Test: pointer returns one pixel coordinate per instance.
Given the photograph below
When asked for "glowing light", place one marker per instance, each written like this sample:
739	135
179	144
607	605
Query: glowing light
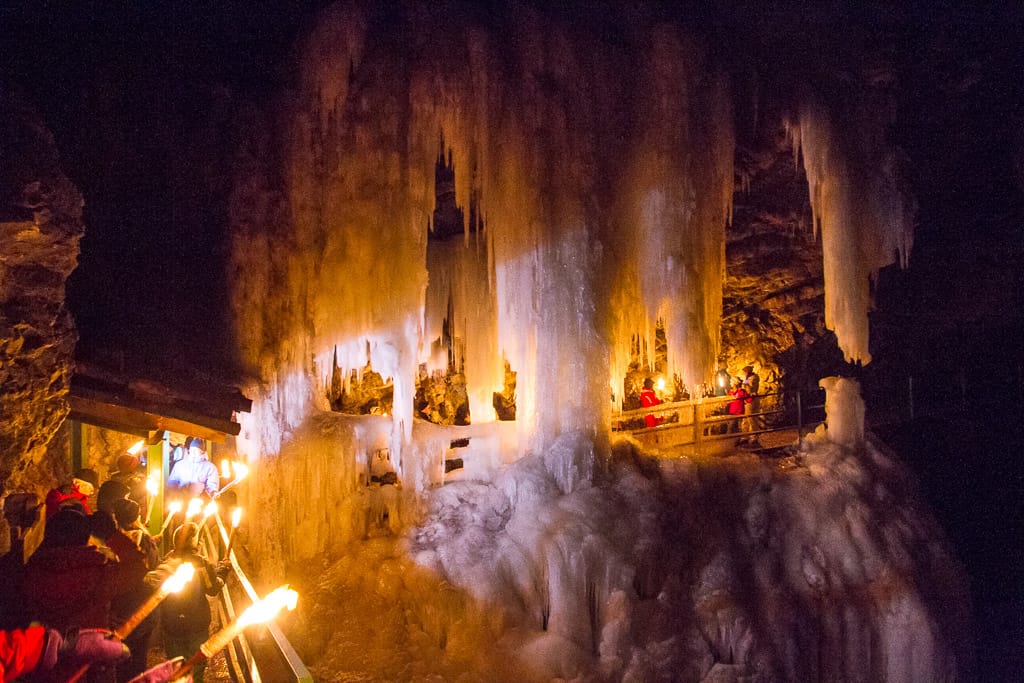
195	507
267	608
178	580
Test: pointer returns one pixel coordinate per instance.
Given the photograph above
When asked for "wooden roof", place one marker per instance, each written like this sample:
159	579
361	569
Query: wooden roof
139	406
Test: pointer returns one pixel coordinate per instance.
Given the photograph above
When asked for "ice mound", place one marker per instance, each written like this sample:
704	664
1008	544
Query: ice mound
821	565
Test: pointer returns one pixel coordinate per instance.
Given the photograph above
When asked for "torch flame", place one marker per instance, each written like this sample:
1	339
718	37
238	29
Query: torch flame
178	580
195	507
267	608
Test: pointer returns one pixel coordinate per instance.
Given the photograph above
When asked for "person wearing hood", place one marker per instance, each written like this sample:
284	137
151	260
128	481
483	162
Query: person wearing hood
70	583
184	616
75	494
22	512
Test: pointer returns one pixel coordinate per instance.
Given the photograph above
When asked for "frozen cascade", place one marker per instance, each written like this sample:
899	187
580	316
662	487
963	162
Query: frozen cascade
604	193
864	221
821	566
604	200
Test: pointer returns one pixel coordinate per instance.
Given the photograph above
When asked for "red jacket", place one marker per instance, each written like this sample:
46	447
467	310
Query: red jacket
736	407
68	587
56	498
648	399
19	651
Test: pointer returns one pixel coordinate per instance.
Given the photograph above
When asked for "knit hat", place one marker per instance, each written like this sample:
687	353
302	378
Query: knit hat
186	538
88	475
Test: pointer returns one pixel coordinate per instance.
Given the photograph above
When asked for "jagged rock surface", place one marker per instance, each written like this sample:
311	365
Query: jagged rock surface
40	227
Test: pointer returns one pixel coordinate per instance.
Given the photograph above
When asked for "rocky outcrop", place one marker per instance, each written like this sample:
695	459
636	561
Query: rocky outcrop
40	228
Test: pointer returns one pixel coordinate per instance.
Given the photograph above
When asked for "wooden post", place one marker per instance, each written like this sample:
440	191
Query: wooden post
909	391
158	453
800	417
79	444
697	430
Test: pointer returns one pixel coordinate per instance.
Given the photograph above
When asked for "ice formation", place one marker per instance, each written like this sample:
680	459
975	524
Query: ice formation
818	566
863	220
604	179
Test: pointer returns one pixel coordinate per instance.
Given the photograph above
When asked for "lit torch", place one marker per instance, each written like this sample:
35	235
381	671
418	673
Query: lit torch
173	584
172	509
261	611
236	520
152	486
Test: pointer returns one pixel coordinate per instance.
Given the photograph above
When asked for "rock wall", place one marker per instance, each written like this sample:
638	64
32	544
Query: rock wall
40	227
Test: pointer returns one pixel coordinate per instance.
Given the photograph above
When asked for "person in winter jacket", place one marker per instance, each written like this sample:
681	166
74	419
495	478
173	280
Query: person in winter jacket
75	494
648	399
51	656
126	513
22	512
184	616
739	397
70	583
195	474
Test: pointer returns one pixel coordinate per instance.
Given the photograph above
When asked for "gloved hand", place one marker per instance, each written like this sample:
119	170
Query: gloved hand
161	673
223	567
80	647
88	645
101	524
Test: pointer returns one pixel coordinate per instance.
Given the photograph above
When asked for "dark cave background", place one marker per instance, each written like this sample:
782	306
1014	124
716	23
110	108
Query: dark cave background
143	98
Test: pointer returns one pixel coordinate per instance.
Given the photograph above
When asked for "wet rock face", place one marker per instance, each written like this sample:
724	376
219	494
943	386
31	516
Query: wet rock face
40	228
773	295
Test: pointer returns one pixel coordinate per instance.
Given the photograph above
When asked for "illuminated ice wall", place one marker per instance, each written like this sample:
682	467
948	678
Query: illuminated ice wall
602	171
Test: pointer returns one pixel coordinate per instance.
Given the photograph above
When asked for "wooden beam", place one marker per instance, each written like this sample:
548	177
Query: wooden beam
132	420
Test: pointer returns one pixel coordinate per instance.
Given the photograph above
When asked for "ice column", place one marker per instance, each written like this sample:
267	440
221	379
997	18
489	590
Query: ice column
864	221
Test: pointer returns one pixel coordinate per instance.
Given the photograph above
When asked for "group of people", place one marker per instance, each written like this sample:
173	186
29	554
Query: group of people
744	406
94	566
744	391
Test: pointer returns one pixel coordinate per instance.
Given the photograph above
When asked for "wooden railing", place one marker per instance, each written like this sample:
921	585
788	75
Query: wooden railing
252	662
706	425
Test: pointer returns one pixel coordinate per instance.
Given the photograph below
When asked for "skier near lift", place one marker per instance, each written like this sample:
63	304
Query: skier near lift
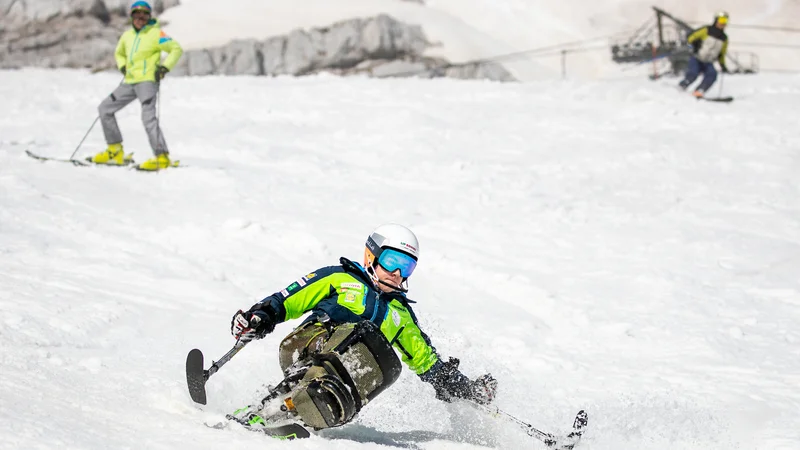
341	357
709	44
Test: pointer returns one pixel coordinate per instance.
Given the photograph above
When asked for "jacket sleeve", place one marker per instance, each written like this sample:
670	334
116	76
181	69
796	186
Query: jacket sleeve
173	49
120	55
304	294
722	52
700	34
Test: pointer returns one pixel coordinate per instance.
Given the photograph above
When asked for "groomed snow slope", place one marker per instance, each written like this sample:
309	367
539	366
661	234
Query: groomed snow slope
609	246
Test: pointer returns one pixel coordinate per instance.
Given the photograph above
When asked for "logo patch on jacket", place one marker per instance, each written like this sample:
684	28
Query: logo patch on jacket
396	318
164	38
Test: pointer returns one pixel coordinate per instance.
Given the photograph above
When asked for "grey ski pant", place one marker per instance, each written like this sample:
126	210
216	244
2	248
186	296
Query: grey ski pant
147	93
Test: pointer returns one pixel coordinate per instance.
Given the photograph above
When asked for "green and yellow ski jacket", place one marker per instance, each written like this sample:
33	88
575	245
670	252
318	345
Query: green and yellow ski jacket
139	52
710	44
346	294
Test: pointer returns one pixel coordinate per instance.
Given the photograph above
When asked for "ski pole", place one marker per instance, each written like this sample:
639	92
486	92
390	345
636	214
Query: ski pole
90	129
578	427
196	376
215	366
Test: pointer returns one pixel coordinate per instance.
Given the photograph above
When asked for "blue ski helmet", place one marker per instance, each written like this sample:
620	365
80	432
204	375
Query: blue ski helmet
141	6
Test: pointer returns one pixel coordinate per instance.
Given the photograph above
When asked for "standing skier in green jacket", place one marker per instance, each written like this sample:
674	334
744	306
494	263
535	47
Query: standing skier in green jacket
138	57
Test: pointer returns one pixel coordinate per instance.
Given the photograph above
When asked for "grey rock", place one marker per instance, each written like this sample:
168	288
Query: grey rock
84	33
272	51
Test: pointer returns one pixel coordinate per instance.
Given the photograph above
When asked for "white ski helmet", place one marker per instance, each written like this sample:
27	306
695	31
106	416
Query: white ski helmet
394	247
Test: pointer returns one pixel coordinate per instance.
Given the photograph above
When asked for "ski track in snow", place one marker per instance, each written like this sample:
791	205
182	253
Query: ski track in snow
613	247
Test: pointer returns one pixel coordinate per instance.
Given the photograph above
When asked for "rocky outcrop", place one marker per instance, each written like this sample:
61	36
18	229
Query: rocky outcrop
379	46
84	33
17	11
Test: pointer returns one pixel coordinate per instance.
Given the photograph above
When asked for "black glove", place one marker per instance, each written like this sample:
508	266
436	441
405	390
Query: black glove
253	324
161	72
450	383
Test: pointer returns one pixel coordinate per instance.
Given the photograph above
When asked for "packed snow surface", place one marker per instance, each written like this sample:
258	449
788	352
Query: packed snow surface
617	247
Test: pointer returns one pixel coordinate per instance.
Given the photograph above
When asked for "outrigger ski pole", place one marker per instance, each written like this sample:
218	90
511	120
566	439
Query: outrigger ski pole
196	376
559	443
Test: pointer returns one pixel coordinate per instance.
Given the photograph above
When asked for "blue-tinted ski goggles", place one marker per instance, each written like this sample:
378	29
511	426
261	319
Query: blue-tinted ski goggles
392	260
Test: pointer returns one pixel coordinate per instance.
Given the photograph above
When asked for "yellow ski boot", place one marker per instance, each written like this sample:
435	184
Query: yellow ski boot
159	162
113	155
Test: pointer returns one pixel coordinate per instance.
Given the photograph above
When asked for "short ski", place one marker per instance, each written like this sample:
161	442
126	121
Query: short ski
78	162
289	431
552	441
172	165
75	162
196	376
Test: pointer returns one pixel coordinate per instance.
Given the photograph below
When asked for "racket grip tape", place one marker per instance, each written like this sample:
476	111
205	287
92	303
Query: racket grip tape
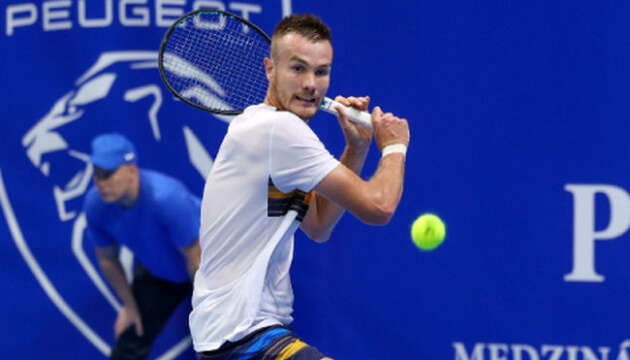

[EXERCISE]
Filter the records above, copying every line that contains the word "goggles". Treat case as significant.

[ANSWER FOR THE TASK]
When asked for "blue-tinted ski goggles", place one marker per instance, each written like this sample:
Query: blue-tinted ski goggles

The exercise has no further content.